Work to complete:
Once the pictures have been removed, repeat the remainder of the records exactly.

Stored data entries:
┌────────

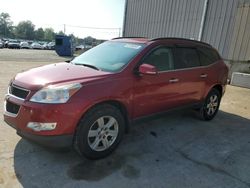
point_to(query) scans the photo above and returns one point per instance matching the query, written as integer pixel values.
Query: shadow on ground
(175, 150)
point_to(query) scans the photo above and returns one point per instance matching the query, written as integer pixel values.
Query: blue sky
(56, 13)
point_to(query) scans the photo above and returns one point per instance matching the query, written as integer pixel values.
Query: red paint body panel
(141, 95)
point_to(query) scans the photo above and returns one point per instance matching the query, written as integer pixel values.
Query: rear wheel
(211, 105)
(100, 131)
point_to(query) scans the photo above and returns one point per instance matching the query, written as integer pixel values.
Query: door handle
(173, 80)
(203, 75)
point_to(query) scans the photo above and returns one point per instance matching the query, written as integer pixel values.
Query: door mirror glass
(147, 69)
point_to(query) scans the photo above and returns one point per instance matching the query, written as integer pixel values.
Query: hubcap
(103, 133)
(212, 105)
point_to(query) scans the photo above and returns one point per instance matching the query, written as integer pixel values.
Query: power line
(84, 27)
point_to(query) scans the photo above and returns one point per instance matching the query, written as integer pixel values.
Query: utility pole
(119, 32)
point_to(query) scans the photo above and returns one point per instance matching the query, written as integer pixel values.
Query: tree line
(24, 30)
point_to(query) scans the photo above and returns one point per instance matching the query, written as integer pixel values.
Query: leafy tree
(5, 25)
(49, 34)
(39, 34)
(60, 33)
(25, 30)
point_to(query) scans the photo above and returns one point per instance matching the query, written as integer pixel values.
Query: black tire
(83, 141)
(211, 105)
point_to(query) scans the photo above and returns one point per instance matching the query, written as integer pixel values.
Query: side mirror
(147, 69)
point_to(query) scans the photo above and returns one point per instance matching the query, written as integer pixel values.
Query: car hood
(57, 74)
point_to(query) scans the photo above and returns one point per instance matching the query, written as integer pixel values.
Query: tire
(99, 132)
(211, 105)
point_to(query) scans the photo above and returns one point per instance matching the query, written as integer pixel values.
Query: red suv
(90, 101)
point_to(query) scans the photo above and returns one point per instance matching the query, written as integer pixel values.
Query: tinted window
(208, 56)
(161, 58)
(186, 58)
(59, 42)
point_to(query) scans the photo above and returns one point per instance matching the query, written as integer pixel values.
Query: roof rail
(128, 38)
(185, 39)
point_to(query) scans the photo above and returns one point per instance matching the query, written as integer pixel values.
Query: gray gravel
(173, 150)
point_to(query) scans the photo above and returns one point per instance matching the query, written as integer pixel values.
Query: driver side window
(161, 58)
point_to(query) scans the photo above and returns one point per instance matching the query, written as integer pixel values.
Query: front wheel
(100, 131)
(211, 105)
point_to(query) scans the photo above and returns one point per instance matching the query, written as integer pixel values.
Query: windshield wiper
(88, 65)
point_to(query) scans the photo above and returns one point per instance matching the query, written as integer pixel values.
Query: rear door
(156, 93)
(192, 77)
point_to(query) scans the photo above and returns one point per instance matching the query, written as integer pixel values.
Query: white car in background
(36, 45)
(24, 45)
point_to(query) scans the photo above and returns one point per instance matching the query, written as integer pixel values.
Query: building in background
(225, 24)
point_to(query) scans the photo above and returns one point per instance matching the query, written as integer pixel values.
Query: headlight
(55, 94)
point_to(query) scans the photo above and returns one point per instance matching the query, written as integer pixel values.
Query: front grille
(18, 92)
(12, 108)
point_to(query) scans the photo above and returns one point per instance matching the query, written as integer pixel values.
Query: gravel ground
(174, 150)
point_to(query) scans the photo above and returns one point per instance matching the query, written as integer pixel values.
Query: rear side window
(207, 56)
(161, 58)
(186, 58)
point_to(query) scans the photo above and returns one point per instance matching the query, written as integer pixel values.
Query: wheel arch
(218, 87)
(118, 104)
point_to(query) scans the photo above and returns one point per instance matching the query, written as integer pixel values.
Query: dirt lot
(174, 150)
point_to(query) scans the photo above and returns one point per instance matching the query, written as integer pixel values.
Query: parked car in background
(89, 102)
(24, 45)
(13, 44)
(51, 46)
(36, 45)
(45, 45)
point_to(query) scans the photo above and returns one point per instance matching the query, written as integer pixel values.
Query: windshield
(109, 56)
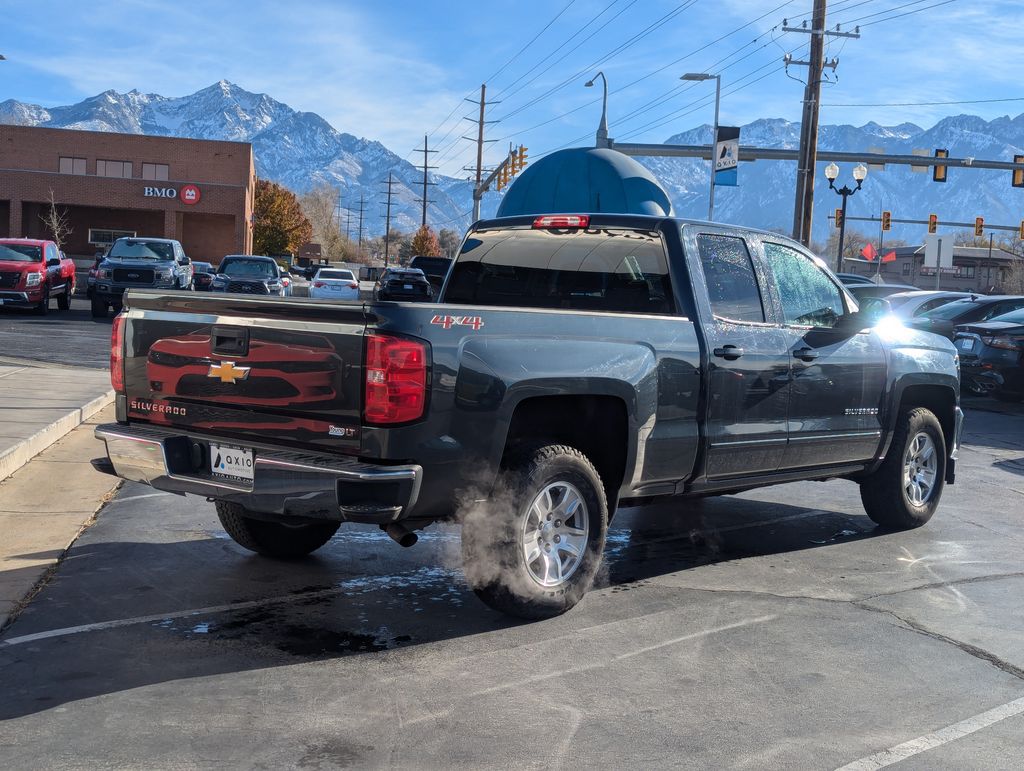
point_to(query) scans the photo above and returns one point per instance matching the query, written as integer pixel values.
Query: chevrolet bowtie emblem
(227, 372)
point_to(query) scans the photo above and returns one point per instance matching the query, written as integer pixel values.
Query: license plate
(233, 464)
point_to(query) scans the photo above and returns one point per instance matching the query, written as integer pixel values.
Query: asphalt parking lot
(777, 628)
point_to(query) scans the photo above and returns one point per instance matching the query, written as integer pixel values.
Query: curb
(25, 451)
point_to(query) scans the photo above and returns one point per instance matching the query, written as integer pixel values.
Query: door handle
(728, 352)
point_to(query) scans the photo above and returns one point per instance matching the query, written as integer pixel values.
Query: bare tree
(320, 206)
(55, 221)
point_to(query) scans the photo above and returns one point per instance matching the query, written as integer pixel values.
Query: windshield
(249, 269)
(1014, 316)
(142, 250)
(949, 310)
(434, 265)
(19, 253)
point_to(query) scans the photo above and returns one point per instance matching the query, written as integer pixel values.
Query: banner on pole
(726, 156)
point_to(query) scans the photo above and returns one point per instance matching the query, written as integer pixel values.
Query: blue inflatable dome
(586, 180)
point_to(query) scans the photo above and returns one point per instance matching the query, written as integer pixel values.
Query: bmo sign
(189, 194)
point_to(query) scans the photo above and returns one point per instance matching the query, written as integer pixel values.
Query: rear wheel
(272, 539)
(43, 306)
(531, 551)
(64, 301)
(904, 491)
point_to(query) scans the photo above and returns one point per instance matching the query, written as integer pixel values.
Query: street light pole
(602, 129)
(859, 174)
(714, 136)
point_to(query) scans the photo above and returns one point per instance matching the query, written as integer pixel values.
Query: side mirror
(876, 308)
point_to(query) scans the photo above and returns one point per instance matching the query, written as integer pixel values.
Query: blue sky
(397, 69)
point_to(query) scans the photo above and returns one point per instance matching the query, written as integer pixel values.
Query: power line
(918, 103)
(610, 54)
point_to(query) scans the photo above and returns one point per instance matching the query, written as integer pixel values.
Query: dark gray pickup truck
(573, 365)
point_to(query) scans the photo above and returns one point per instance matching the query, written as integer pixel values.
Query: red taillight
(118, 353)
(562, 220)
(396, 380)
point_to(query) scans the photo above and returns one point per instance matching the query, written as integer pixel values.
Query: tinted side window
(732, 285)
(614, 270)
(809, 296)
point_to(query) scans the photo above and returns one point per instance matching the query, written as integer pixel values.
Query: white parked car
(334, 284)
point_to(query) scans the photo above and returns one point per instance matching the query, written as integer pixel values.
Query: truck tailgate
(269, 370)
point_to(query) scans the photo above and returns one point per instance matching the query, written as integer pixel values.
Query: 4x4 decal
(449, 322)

└────────

Response to the task:
point_to(query) scans the photo above and returns one point per instance matching the query, written as integer pixel values.
Query: shadow on ground
(175, 150)
point_to(query) scans the photo above and returns one point per instance matching the query, written as integer pixel values.
Query: blue sky
(56, 13)
point_to(query) scans the photo above and returns one point per instance matching the query, written as integer pixel values.
Query: red paint body panel
(141, 95)
point_to(query) scans the photo above and returns one point per instance matching the query, written as integer pixel values.
Query: rear wheel
(211, 105)
(100, 131)
point_to(query) scans the photo above and returns one point per instance matching the query, written as integer pixel values.
Query: door handle
(173, 80)
(203, 75)
point_to(query) scans the photo above and returns one point per instance matching the query, written as integer pixel values.
Query: door mirror glass
(147, 69)
point_to(query) scans the photo above and returns one point per instance matching the query, written as integer pixel values.
Query: hubcap
(103, 133)
(212, 105)
point_to(query) scans the photo above and returns one point per instance matching the query, written as integer pixel values.
Query: power line
(84, 27)
point_to(query) scans the photo above and returns one point per instance matching the query, written as integer pixel values.
Query: utility pole
(119, 32)
point_to(query) scans the photo above and returns one point per instance matching the query, written as integer pixel values.
Query: tree line
(24, 30)
point_to(query) scans the photo above and returns one point per instance matching the query, written as integer pixel values.
Query: leafy tree
(5, 25)
(49, 34)
(39, 34)
(60, 33)
(25, 30)
point_to(query) scans the photo above and returns one point per instance matching the query, written as integer pixel values.
Query: black tire
(83, 141)
(211, 105)
point_to(query) scans the photo above and returns one point per instance matching the query, written as integer pixel values.
Query: side mirror
(147, 69)
point_to(query) scans the photo above and returns one point per instance matching the query, written as integer pixel values.
Query: car hood
(57, 74)
point_to(query) scans the photo above and returns one point per instance matching the query, written as integer pixel values.
Query: tire
(99, 132)
(211, 105)
point_to(query) scans the photo above and returns one point per instance matching the query, written as integer pixel values.
Query: red suv
(90, 101)
point_to(query) scans the photo above and returns one point per instance matching the query, written as integer pixel values.
Query: tinted window
(208, 56)
(161, 58)
(186, 58)
(59, 42)
point_to(query) scans the photo above and returns one point per instance matching the query, written as integer pixel values.
Query: roof rail
(128, 38)
(185, 39)
point_to(query) scans the photo above and returns one point per instance matching the query, written as integer pixel values.
Query: gray gravel
(173, 150)
point_to(query) scans the photo above and returns one point per instance matching the query, written as integer pixel values.
Query: driver side window
(161, 58)
point_to(query) scans the photo above and returns one point per instance matching the query, written as integer pixel values.
Query: front wheel
(100, 131)
(211, 105)
point_to(query) scans the photo above and returns one point per instance matching the query, written as integer pixel values.
Query: windshield wiper
(88, 65)
point_to(query) scans the photo above and returns one point per instance matching the query, written as integer pixel values.
Query: rear door
(156, 93)
(192, 77)
point_to(query) scans the photo above and returns one point per instance matching the query, written as integer pixel values.
Query: white car in background
(36, 45)
(24, 45)
point_to(query) scans the photo above and returns one point per instance matching the query, written as integer pixel values.
Query: building in background
(225, 24)
point_to(query) scans the photo above and returns one point per instance matching the query, written as integer pixel values.
Query: headlight
(55, 94)
point_to(query) scans the photo above and returns one point per instance matching the query, written as integer pixel values.
Query: front grille
(18, 92)
(12, 108)
point_to(query) scans the photo above and returns one point per instance matching the query, written as integer pixel values.
Query: gravel ground
(174, 150)
point_to(query) scans the photo above and returns one point per instance matching the query, written as integer pixel values.
Query: rear side window
(207, 56)
(161, 58)
(186, 58)
point_to(query) scans the photo above and returns one point per instance matching the query, written as integer pixel values.
Query: wheel arch
(218, 87)
(118, 104)
point_to(query) scans the photo above and returns one point per instance matching the query, written as integer pixel values.
Query: dirt lot
(174, 150)
point_to(query) scans the photo above and returns one point per instance matching the query, written as integer pixel values.
Query: parked car in background
(89, 102)
(24, 45)
(13, 44)
(51, 46)
(36, 45)
(45, 45)
point_to(query) scans the photo above and returns one point per instance matching the query, written as integer pixel values.
Query: windshield
(109, 56)
point_to(query) scans the photo above and returns one point per instance matching the query, written as integer pixel values.
Query: chevrolet bowtie emblem
(227, 372)
point_to(query) scans the photo above and returns one point per instance matching the query, written as integer pixel values.
Query: license plate
(233, 464)
point_to(query) scans the photo above and returns one point per instance matching the query, written as integer pixel values.
Query: asphalt parking lot
(777, 628)
point_to(query) scans the photo above and returns one point per instance matching the query, written as integer pixel values.
Query: curb
(25, 451)
point_to(query) scans the photo above and returns one point per instance matching the query, written as integer pixel values.
Query: door handle
(728, 352)
point_to(query) scans the photo above and returns one point per instance matching the query, written as integer pixel values.
Query: bare tree
(320, 206)
(55, 221)
point_to(query) scans the photo above and returns one point per instance matching the query, written as integer pixel values.
Query: windshield
(249, 269)
(1014, 316)
(142, 250)
(949, 310)
(434, 265)
(19, 253)
point_to(query) scans the photo above and returns one point per instance matching the query, written as integer pixel values.
Query: banner on pole
(726, 156)
point_to(query) scans the photo above and returns one point per instance matching the query, written as integer pixel values.
Query: blue inflatable dome
(586, 180)
point_to(query) scans the photo above and returns one point per instance matching the query, written as integer pixel values.
Query: bmo sign
(189, 194)
point_to(query) scans the photo above and returns one point per instance matching the query, written as integer pixel values.
Query: rear wheel
(272, 539)
(43, 306)
(531, 551)
(64, 301)
(904, 491)
point_to(query) scans the photo above and returns one point per instance matching the query, written as integer pixel values.
Query: street light pole
(602, 129)
(859, 174)
(714, 136)
point_to(query) scans the photo above and returns one point per instance matching the query, written as integer pixel values.
Query: side mirror
(876, 308)
point_to(query) scans the photo above and returns one point per instance matching the query, written as integer pixel values.
Query: blue sky
(397, 69)
point_to(query) scans the photo above and returns one point per instance matching the query, written as integer pixel values.
Query: power line
(918, 103)
(610, 54)
point_to(query) scans the photo above and returns one point per instance matching the query, written as integer pixel values.
Query: dark gray pickup truck
(573, 365)
point_to(query) scans the photo above and returns one point per instance matching the query, written as integer pixel values.
Query: red taillight
(118, 353)
(562, 220)
(396, 380)
point_to(query) scans the photo above and returns one point per instance matching the query, written as integer pixel values.
Query: tinted side window
(732, 285)
(614, 270)
(809, 296)
point_to(query) scans the photo above and returns one point per instance matching the query, written as integer pixel values.
Query: white parked car
(334, 284)
point_to(query) scans the photo above and returns one point per instance matching the query, written as integer pixel values.
Query: truck tailgate
(269, 370)
point_to(query) scans the photo above and returns one point per instance matching the query, written as integer pixel values.
Query: 4x4 decal
(449, 322)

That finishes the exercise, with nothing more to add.